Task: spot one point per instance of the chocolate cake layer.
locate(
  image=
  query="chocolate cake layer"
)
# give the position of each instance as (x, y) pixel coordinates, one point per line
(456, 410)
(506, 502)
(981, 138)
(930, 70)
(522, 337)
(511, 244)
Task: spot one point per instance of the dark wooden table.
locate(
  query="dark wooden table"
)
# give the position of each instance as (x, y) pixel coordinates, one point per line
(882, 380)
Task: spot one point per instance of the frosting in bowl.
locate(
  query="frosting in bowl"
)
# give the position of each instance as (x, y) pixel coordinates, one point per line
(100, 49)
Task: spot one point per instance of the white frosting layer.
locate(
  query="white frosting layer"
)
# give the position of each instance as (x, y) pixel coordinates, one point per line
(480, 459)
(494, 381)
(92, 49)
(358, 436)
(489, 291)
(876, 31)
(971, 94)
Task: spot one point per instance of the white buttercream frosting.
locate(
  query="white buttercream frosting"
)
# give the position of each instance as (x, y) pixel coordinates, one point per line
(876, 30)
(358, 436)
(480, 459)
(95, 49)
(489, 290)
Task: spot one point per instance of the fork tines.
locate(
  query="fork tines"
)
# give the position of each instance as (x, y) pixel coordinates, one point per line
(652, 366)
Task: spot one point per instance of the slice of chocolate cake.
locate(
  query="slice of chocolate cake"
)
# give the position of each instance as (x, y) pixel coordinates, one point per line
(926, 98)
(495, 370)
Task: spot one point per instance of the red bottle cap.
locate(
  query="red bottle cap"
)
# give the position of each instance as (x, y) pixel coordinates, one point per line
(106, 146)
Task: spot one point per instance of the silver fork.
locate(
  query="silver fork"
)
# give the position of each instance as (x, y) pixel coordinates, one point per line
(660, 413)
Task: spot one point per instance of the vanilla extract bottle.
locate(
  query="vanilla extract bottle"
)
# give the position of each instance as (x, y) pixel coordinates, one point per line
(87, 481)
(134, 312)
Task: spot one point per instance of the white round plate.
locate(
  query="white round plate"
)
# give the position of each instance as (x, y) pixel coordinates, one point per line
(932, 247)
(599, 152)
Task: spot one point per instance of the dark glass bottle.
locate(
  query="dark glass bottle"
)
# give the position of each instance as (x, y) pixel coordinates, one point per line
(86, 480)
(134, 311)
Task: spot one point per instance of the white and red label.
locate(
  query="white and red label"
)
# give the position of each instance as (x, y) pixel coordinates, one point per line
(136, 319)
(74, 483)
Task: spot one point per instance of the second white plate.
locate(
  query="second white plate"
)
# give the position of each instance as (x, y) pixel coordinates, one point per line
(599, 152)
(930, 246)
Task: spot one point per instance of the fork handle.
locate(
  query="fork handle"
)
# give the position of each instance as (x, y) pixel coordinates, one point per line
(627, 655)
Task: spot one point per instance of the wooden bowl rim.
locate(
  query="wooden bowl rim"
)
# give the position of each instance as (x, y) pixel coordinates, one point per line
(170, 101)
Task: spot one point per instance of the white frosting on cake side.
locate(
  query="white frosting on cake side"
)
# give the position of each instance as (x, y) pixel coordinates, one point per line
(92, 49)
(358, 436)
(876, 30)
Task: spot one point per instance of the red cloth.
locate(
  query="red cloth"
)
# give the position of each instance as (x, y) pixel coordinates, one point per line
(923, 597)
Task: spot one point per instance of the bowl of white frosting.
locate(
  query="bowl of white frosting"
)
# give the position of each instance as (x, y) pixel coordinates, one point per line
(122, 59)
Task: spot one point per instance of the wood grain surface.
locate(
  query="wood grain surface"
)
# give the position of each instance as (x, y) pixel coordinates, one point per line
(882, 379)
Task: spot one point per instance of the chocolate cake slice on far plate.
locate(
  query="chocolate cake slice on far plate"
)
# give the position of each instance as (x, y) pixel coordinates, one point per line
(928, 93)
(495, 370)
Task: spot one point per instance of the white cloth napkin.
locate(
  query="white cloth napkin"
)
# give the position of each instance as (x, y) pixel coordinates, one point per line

--- --- ---

Task instructions
Give an exact repetition of all the material.

Reply to the exercise
Task: spot one point per instance of the chocolate cake layer.
locate(
  image=
  query="chocolate cake layer"
)
# give the position of each instance as (x, y) pixel coordinates, one point per line
(456, 410)
(506, 502)
(981, 138)
(930, 70)
(522, 337)
(511, 244)
Task: spot one point per instance of the dark wooden table.
locate(
  query="dark wooden table"
)
# give the position of each instance as (x, y) pixel coordinates, one point per line
(882, 380)
Task: spot one point per instance of the frosting in bowl.
locate(
  query="frosting in bowl"
)
# give the position of each instance as (x, y) pixel coordinates, one point per line
(100, 49)
Task: spot one point per instance of the white frosting layer.
locate(
  query="white frosting layer"
)
# give the position of each instance as (x, y) pixel coordinates, one point per line
(480, 459)
(494, 381)
(92, 49)
(358, 436)
(489, 291)
(876, 31)
(971, 94)
Task: spot one point per instance of the white buttercream frosting.
locate(
  query="white buttercream frosting"
)
# give the position of each instance as (x, y) pixel coordinates, one point per line
(876, 30)
(358, 436)
(480, 459)
(95, 49)
(489, 290)
Task: spot one point per instance of the fork tines.
locate(
  query="fork tines"
)
# give the position of each instance as (x, y) pixel coordinates, one point per line
(652, 366)
Task: spot one point per instance of the slice of chocolate cake.
locate(
  query="slice of chocolate cake"
)
# give the position of each instance as (x, y) pixel coordinates, one point per line
(926, 98)
(495, 370)
Task: spot one point per instance of the red bottle cap.
locate(
  query="red bottle cap"
)
# give the position of each instance as (x, y) pixel coordinates, one point per line
(106, 146)
Task: spot one point per instance of the silver fork.
locate(
  query="silver fork"
)
# give the position of each instance as (x, y) pixel coordinates, one point per line
(660, 413)
Task: spot one point per instance of the vanilla extract bottle.
locate(
  query="vanilla extract bottle"
)
# give the position of each instance as (x, y) pixel coordinates, one point per line
(87, 481)
(134, 312)
Task: spot one point per instance of the white round plate.
locate(
  query="white round plate"
)
# give the position of each instance as (x, y) pixel coordinates, one point per line
(932, 247)
(599, 152)
Task: spot one point per instance of the dark glass bottle.
locate(
  query="dark glass bottle"
)
# give the position of each instance as (x, y) pixel coordinates, one point per line
(86, 480)
(134, 311)
Task: spot one point per instance of the white and red label.
locate(
  query="white and red label"
)
# give the position of each instance as (x, y) pixel coordinates, one point per line
(136, 319)
(74, 483)
Task: spot one point per instance of the second white plate.
locate(
  query="second white plate"
)
# give the position of each instance as (x, y) pixel coordinates, one point per line
(599, 152)
(930, 246)
Task: spot one point per instance of the fork handle.
locate(
  query="fork handle"
)
# give the position of each instance as (x, y) pixel coordinates, one point per line
(627, 655)
Task: spot one point per instance of the wooden bowl rim.
locate(
  query="wooden bowl rim"
)
# give the position of each instance as (x, y) pixel coordinates, one point per line
(170, 101)
Task: spot one point per instance of the white frosting on cake side.
locate(
  query="white frosting on cake side"
)
# give the position of each instance as (x, y) pixel coordinates, one point per line
(92, 49)
(358, 436)
(876, 30)
Task: spot one point per instance of the red cloth.
locate(
  query="red cloth"
)
# give the position of each instance as (x, y) pixel coordinates, one point per line
(923, 597)
Task: spot one point per instance of the bowl of white frosting.
locate(
  query="bowl of white frosting"
)
# give the position of each instance as (x, y) pixel coordinates, one point per line
(122, 59)
Task: spot one point per instance of the wood grain surface.
locate(
  query="wood grain surface"
)
# give the position of each instance as (x, y) pixel coordinates, one point per line
(882, 379)
Task: spot one point per instance of the chocolate cake slice on far plate.
locate(
  query="chocolate cake slice on far plate"
)
# give the position of each instance as (x, y) pixel coordinates, one point per line
(928, 93)
(495, 370)
Task: spot one point per instance of the white cloth napkin.
locate(
  query="white cloth napkin"
)
# give the position of each instance as (x, y) pixel coordinates, one point per line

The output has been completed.